____ Records to use

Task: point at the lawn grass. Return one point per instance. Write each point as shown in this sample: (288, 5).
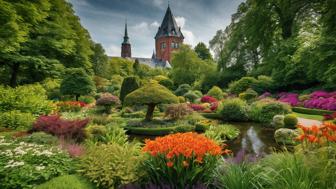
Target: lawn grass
(309, 116)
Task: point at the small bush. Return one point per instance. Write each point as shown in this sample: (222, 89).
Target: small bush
(264, 110)
(233, 110)
(16, 119)
(241, 85)
(167, 83)
(129, 85)
(67, 182)
(181, 99)
(86, 99)
(111, 165)
(222, 133)
(290, 121)
(70, 106)
(248, 95)
(24, 165)
(278, 121)
(311, 111)
(177, 111)
(182, 89)
(107, 101)
(190, 96)
(67, 129)
(40, 138)
(216, 92)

________

**Task description:** Reproduce all of the items above, requests included, adding -7 to every coordinate in the answer points but leaving the requests and their sample points unchanged. Omit the pictures.

**Expected output:**
Task: point at the lawn grass. Return one point per instance. Write each point as shown in this sample: (288, 5).
Target: lawn grass
(302, 109)
Task: point at the small bush. Return one point per instance. Write each point as shown in this sample: (222, 89).
Target: small bush
(257, 103)
(226, 103)
(9, 112)
(234, 78)
(160, 76)
(122, 78)
(60, 175)
(174, 92)
(79, 92)
(104, 158)
(215, 126)
(283, 114)
(63, 99)
(241, 88)
(17, 158)
(271, 114)
(304, 104)
(170, 104)
(175, 82)
(100, 94)
(183, 89)
(60, 122)
(33, 131)
(209, 85)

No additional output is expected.